# WHAT YOU SHOULD DO:
What is needed is an exact reproduction of the listing, without its pictures.

BEGIN THE DATA

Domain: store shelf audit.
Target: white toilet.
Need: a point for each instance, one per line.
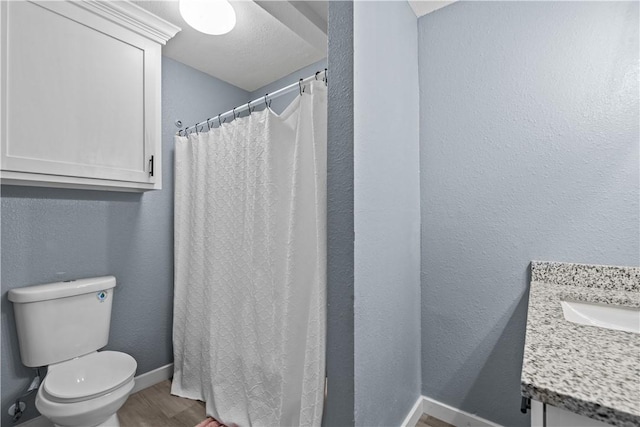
(62, 325)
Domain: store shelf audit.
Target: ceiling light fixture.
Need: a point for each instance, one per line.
(215, 17)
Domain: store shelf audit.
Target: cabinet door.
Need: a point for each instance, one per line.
(80, 96)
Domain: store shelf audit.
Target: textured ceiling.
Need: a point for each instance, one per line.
(271, 40)
(422, 7)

END THE DATA

# EXERCISE RESPONSE:
Domain: store shelf audit.
Target: white toilet.
Need: a point for each instance, one per line.
(62, 325)
Domain: store shelf audit.
Target: ceiling light fixture.
Need: a point for each instance, one per line.
(215, 17)
Domain: store shelf audit.
Target: cabinet door.
Need: a point for each instance, one per line.
(80, 96)
Domain: store shelf audit.
Target: textured ceiling.
Need: a point for each instance, one per line.
(271, 40)
(422, 7)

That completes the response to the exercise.